Set exercise: Copy every line of the records below that contains the word "dark".

Dataset excerpts:
☆ ☆ ☆ ☆ ☆

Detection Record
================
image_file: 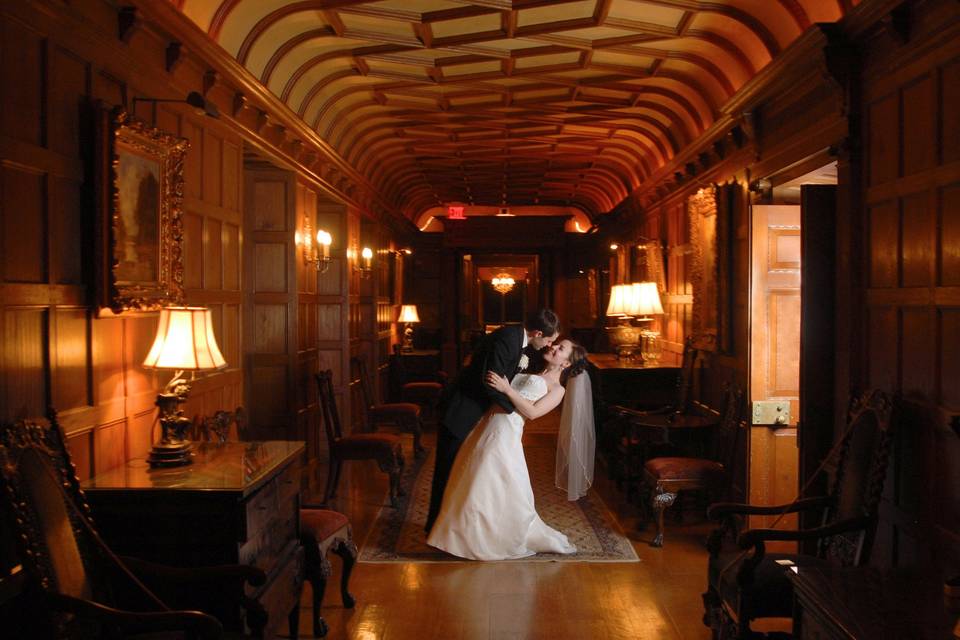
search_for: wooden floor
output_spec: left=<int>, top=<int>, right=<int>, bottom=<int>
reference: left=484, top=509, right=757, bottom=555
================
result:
left=292, top=415, right=710, bottom=640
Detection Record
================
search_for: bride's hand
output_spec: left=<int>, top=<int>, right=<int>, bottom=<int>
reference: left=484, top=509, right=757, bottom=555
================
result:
left=487, top=371, right=510, bottom=393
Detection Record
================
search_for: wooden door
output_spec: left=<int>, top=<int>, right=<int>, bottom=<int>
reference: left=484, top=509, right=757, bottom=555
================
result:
left=750, top=205, right=801, bottom=548
left=243, top=168, right=298, bottom=440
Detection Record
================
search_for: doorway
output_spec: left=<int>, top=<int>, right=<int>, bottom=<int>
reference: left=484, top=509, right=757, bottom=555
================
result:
left=749, top=161, right=837, bottom=550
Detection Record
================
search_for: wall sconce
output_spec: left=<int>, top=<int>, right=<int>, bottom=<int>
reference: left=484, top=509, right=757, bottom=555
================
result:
left=296, top=218, right=333, bottom=273
left=360, top=247, right=373, bottom=278
left=397, top=304, right=420, bottom=353
left=133, top=91, right=220, bottom=118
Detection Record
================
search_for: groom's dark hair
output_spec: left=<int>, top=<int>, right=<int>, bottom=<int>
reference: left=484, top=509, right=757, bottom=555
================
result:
left=523, top=309, right=560, bottom=336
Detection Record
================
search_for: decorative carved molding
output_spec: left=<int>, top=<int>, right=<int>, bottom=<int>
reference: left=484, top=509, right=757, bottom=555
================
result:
left=164, top=40, right=183, bottom=73
left=117, top=7, right=141, bottom=44
left=203, top=69, right=220, bottom=95
left=233, top=91, right=247, bottom=118
left=880, top=2, right=913, bottom=44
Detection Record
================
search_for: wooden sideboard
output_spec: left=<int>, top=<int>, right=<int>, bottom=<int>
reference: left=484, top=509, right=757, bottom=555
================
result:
left=83, top=441, right=304, bottom=637
left=787, top=567, right=958, bottom=640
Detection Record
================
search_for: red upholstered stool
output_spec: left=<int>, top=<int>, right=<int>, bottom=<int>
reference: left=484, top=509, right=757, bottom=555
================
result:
left=300, top=508, right=357, bottom=638
left=350, top=357, right=426, bottom=456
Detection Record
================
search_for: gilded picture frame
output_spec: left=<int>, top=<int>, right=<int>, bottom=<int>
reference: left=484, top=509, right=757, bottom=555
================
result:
left=97, top=108, right=190, bottom=313
left=687, top=187, right=722, bottom=351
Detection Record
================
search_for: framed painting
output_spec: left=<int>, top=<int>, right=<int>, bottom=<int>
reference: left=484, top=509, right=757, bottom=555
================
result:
left=97, top=108, right=189, bottom=313
left=687, top=187, right=721, bottom=351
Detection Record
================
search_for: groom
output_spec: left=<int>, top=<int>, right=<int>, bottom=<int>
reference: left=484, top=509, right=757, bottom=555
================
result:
left=426, top=309, right=560, bottom=534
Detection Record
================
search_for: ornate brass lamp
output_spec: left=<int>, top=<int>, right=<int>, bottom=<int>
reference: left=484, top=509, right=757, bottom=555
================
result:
left=143, top=307, right=227, bottom=467
left=397, top=304, right=420, bottom=352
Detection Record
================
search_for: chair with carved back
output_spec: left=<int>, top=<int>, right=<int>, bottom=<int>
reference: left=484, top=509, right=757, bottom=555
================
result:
left=350, top=356, right=426, bottom=456
left=390, top=344, right=447, bottom=424
left=703, top=391, right=894, bottom=638
left=604, top=336, right=700, bottom=495
left=316, top=369, right=404, bottom=507
left=643, top=382, right=743, bottom=547
left=0, top=411, right=266, bottom=638
left=194, top=407, right=357, bottom=638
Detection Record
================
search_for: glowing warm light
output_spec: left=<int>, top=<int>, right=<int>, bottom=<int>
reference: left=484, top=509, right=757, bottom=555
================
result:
left=143, top=307, right=227, bottom=370
left=490, top=273, right=516, bottom=295
left=627, top=282, right=663, bottom=318
left=607, top=284, right=632, bottom=318
left=317, top=229, right=333, bottom=258
left=397, top=304, right=420, bottom=322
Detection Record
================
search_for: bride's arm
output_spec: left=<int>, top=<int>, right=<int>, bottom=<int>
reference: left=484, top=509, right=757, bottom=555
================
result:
left=487, top=371, right=563, bottom=420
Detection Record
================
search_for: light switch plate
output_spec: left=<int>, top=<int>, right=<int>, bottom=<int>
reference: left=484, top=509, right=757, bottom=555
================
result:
left=750, top=400, right=790, bottom=426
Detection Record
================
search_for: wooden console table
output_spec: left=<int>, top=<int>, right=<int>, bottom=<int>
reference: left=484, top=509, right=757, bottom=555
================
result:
left=787, top=567, right=958, bottom=640
left=83, top=441, right=304, bottom=637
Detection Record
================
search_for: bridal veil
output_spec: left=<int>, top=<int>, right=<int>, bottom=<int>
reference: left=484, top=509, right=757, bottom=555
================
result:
left=556, top=371, right=597, bottom=500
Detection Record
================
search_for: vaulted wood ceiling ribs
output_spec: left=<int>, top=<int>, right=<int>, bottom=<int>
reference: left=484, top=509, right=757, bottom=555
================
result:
left=170, top=0, right=856, bottom=220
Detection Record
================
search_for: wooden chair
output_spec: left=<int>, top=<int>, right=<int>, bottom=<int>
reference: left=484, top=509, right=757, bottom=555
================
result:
left=0, top=411, right=266, bottom=638
left=390, top=344, right=447, bottom=423
left=316, top=369, right=404, bottom=507
left=643, top=382, right=743, bottom=547
left=193, top=407, right=357, bottom=638
left=703, top=391, right=892, bottom=639
left=300, top=507, right=357, bottom=638
left=604, top=336, right=700, bottom=495
left=350, top=357, right=426, bottom=456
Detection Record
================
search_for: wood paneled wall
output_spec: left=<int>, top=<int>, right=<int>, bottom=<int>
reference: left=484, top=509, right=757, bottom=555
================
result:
left=858, top=2, right=960, bottom=573
left=0, top=2, right=242, bottom=477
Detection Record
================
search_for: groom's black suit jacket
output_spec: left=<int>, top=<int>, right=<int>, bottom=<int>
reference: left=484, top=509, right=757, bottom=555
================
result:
left=440, top=325, right=524, bottom=440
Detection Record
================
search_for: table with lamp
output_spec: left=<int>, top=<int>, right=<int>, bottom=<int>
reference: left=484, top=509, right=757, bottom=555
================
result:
left=606, top=282, right=663, bottom=366
left=83, top=307, right=305, bottom=637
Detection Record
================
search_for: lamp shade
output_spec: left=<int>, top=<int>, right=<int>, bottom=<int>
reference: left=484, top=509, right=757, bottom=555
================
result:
left=397, top=304, right=420, bottom=322
left=628, top=282, right=663, bottom=316
left=143, top=307, right=227, bottom=371
left=607, top=284, right=632, bottom=318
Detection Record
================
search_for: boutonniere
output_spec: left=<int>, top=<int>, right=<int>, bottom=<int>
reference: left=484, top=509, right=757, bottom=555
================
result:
left=517, top=353, right=530, bottom=371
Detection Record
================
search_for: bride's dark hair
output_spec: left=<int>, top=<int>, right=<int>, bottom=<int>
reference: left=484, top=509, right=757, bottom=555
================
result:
left=560, top=340, right=588, bottom=386
left=529, top=338, right=587, bottom=386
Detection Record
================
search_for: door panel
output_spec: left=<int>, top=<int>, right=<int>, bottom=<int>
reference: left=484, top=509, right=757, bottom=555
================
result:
left=750, top=205, right=801, bottom=550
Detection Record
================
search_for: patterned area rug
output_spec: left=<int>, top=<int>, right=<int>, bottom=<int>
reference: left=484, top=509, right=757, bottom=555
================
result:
left=359, top=446, right=640, bottom=562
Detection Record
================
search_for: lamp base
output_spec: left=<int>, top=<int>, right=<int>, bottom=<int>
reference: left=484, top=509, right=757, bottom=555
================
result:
left=147, top=440, right=193, bottom=467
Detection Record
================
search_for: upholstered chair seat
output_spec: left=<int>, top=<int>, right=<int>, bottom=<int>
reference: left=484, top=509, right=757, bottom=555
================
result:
left=644, top=458, right=727, bottom=484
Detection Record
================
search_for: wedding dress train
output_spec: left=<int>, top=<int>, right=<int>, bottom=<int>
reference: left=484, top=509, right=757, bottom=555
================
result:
left=427, top=374, right=577, bottom=560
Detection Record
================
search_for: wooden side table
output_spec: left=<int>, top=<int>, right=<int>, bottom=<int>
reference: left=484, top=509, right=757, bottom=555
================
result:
left=787, top=567, right=958, bottom=640
left=83, top=441, right=304, bottom=637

☆ ☆ ☆ ☆ ☆

Output for this task:
search_for: groom's dark hair
search_for: bride's dark hair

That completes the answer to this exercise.